I am confident in my knowledge of southern African people, culture and the environment.
It is important for me to learn about issues through multiple disciplinary lenses.
Exposure to international issues is important to undergraduate learning.
Correspondingly, post-survey items measured the extent to which students felt that the materials and assignments were useful in preparing for this study abroad experience. The majority of the scaled post-survey items were established to determine course influence on pre-survey constructs. For instance, ‘As a result of this course:’
I believe it is important for college students to engage in interdisciplinary learning.
I believe it is important for college students to have international/study abroad experiences.
Limitations/validity of the scaled survey analysis
Given the reality that the undergraduate participants who completed the survey were self-selecting this coursework, responses were more likely to fall on ‘agree’ or ‘strongly agree’ scale points from the start. This tendency may explain the low statistically significant gains on particular items, such as the degree to which participants feel this sort of coursework is important to undergraduate experience.
Qualitative survey items
Qualitative items for both the pre- and post-surveys measured participant perspectives related to cultural competence, student experience, and knowledge and skills, as well as qualitative triangulation for changes/influences related to the scaled questions on academic and professional goals.
Qualitative data sources
Interviews
More detailed qualitative analyses combined 18 interviews with undergraduate program participants and daily field observations, over a period of 4 weeks during the study abroad travel. The interviews focused on the following three categories: cultural competence, global interdependence and community engagement. For US undergraduate participants, pre-departure and final reflection papers were analyzed for convergence/divergence of themes across the cohort. Semi-structured interviews were recorded with all participants in June 2009 during travel, and follow-up interviews were conducted with 14 participants 6 months following return. The narrative slices in the findings and discussion sections of this article are based on representative responses from these data sources.

▶ Given problem 1
In the study abroad survey passage, how many participants took part in follow-up interviews six months after returning?

Coordinate labeling data

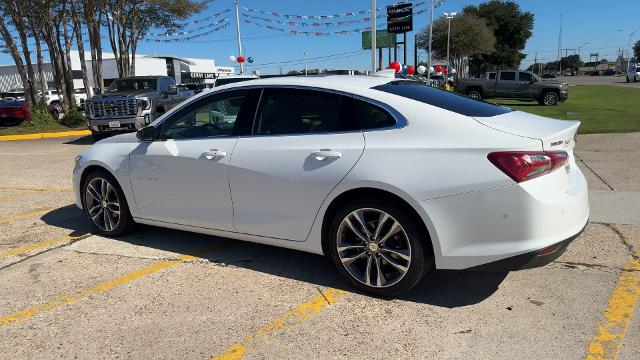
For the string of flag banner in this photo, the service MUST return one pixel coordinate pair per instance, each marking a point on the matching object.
(310, 33)
(223, 24)
(190, 31)
(334, 16)
(325, 24)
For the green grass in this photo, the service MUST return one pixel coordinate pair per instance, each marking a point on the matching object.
(600, 108)
(20, 130)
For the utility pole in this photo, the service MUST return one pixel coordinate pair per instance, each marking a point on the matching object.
(238, 35)
(305, 63)
(560, 48)
(449, 16)
(630, 50)
(374, 35)
(430, 39)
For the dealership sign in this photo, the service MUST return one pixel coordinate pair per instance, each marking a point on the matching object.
(400, 18)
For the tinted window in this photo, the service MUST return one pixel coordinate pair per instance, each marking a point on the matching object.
(213, 116)
(366, 115)
(442, 99)
(294, 111)
(525, 77)
(508, 75)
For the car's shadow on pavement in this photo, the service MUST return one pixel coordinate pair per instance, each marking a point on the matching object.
(444, 288)
(85, 140)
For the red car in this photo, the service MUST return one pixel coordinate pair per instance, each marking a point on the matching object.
(14, 111)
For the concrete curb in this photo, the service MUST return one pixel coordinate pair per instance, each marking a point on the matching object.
(44, 135)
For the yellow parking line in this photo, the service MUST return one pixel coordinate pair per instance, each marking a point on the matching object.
(622, 303)
(41, 245)
(38, 136)
(34, 188)
(64, 300)
(15, 196)
(289, 319)
(25, 215)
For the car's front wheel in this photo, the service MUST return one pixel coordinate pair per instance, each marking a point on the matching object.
(378, 248)
(105, 204)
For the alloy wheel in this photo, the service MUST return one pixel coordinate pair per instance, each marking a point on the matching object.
(102, 203)
(373, 247)
(550, 98)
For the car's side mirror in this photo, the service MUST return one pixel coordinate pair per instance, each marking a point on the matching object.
(147, 133)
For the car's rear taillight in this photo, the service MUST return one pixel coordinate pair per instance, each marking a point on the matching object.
(526, 165)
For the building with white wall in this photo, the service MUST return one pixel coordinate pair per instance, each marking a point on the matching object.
(183, 70)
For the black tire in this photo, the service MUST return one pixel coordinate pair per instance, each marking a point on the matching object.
(549, 98)
(118, 224)
(421, 256)
(474, 94)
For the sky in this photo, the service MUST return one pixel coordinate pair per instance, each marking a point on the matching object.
(584, 21)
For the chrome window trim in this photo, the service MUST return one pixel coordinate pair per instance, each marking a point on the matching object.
(400, 120)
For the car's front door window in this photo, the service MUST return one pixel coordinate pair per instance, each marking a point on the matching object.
(215, 117)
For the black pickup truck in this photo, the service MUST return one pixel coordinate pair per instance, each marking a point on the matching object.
(514, 84)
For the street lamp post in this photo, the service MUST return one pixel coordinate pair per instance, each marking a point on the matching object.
(238, 35)
(449, 16)
(630, 49)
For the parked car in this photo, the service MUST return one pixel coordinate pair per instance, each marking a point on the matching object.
(14, 111)
(131, 103)
(13, 94)
(514, 84)
(633, 73)
(283, 161)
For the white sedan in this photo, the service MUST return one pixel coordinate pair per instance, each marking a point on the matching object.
(387, 177)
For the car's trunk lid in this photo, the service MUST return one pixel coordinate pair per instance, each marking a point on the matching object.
(554, 134)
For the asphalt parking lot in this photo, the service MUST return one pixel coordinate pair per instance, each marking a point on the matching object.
(65, 293)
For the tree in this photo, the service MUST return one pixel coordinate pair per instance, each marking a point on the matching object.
(511, 27)
(128, 21)
(571, 62)
(470, 36)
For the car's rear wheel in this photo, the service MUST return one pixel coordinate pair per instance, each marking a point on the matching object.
(105, 204)
(549, 98)
(474, 94)
(378, 248)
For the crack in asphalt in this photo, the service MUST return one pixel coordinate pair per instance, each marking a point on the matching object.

▶ Given problem 2
Reproduce the lines of the records verbatim, from the line containing "For the black pickup" through the end of the records.

▶ Correct answer 1
Fourteen participants.

▶ Correct answer 2
For the black pickup truck in this photo, the service MUST return one pixel coordinate pair per instance, each marking a point on the matching object.
(514, 84)
For the street lamp post in this photo, the service MUST return one pixel coordinate pair per instance, each marking a point on the matching object.
(238, 35)
(449, 16)
(630, 49)
For the parked car in this photo, the service MUST return one pixel coordinate pair per instance, each marking a point on the matching object.
(14, 111)
(131, 103)
(13, 94)
(514, 84)
(633, 73)
(283, 161)
For the white sedan in this photo, the service MUST return one pixel coordinate pair per instance, each marking a point on the matching object.
(387, 177)
For the car's trunk lid in this photo, the service MUST return one pixel coordinate pair per instance, each marking a point on the matching object.
(554, 134)
For the asphalt parking lot in this photo, the service MUST return one pixel coordinate pair per instance, each marking a point on the matching object.
(65, 293)
For the tree in this photo, the service MUST return one pixel coordinate pair per instance, each marking a point on the matching object.
(511, 27)
(128, 21)
(571, 62)
(470, 36)
For the car's rear wheel in this photo, the service MUST return one pixel coordinate pair per instance, each marking a point on the matching object.
(105, 204)
(549, 98)
(474, 94)
(378, 248)
For the crack in asphalt in this photo, the service MUST return one pixel coordinate pair per instance, each marking a point on the matching object.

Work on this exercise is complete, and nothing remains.